Reproduce, word for word, the passage of the article on the Sonoma County bacon shortage from "Butchers, chefs brace" to "the California law.".

**Extract:**
====================

Butchers, chefs brace for bacon shortage in Sonoma County
What’s shakin’ with bacon?
Many Sonoma County restaurateurs and butchers are coming to grips with predictions that bacon and pork in general will be more expensive and harder to come by starting in 2022. The problem is an anticipated drop in supply brought on by California’s new animal welfare rules.
Starting in January, California will enforce the Farm Animal Confinement proposition (Prop. 12) passed in 2018, which requires more space for breeding pigs, egg-laying chickens and veal calves. Currently, only about 4% of the nation’s hog operations, most of them in Iowa, comply with the new rules, according to the Associated Press. Although the pork industry has filed lawsuits, it has been loathe to make the required changes to pens because of the high expense. So far, the courts have upheld the California law.

====================

**Supplied entries:**
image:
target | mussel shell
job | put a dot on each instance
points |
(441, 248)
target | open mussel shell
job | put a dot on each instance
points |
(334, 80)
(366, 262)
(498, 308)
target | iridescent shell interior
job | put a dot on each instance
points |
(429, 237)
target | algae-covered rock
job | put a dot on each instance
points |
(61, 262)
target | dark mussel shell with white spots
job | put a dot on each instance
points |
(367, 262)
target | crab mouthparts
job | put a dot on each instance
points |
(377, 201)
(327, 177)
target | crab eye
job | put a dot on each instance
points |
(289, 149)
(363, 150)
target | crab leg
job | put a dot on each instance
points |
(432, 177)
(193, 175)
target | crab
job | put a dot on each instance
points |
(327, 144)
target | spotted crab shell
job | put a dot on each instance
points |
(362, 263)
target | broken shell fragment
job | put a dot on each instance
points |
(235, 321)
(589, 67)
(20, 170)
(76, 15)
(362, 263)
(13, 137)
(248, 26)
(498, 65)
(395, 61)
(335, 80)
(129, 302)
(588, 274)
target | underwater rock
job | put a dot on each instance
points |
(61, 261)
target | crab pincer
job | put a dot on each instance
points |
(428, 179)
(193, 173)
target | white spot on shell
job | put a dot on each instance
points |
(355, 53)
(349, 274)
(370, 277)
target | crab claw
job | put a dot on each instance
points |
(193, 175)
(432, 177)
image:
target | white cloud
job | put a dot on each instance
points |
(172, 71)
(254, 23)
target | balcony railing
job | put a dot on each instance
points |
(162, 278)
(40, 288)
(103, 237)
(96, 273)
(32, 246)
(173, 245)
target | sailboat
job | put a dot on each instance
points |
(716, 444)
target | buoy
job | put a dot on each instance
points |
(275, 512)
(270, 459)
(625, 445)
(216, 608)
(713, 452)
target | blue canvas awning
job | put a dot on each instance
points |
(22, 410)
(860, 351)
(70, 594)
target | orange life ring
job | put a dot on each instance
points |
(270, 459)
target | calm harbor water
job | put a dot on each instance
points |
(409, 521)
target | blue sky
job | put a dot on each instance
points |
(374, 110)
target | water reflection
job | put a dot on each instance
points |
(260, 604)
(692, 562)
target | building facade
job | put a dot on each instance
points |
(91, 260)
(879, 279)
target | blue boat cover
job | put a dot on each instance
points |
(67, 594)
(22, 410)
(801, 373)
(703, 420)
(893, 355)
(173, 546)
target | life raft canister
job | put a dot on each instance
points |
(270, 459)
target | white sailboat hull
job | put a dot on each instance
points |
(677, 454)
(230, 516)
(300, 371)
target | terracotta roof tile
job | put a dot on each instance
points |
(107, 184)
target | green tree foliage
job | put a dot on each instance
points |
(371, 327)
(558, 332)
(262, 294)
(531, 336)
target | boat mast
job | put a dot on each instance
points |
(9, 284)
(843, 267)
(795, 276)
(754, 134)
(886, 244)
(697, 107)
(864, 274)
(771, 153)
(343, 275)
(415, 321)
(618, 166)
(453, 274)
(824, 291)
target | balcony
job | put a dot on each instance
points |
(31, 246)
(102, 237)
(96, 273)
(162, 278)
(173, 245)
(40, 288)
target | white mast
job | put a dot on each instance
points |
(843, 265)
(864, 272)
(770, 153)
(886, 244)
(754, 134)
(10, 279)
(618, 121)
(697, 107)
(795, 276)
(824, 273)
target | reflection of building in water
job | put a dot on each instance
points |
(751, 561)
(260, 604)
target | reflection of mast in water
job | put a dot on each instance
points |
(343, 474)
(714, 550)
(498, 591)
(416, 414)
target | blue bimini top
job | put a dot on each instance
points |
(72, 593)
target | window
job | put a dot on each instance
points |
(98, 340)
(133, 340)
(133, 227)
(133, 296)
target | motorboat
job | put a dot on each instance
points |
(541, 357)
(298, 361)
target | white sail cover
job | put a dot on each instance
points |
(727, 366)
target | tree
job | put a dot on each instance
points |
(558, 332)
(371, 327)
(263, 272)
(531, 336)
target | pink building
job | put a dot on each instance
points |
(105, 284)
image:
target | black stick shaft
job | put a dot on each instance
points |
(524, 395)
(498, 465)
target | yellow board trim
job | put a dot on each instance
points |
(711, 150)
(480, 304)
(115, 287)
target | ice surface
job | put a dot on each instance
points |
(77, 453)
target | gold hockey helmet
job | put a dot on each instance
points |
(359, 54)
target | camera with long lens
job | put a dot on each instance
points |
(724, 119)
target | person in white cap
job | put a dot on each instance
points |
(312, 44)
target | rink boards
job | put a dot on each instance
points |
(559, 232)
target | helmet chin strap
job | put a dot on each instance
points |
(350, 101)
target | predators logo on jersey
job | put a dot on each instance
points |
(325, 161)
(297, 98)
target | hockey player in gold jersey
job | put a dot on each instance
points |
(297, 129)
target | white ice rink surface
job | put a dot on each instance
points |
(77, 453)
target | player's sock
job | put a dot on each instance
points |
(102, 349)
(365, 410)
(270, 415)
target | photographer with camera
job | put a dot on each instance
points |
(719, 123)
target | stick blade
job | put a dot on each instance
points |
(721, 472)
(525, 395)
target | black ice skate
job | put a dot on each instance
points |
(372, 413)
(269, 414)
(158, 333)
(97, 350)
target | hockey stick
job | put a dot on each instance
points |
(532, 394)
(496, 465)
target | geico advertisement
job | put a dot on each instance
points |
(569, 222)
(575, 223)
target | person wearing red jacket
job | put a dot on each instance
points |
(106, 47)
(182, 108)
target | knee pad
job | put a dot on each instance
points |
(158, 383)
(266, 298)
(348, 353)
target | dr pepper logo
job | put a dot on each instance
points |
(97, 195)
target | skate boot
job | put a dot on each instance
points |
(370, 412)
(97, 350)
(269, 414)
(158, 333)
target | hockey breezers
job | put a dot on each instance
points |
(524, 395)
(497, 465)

====================

**Output for this exercise:**
Butchers, chefs brace for bacon shortage in Sonoma County
What’s shakin’ with bacon?
Many Sonoma County restaurateurs and butchers are coming to grips with predictions that bacon and pork in general will be more expensive and harder to come by starting in 2022. The problem is an anticipated drop in supply brought on by California’s new animal welfare rules.
Starting in January, California will enforce the Farm Animal Confinement proposition (Prop. 12) passed in 2018, which requires more space for breeding pigs, egg-laying chickens and veal calves. Currently, only about 4% of the nation’s hog operations, most of them in Iowa, comply with the new rules, according to the Associated Press. Although the pork industry has filed lawsuits, it has been loathe to make the required changes to pens because of the high expense. So far, the courts have upheld the California law.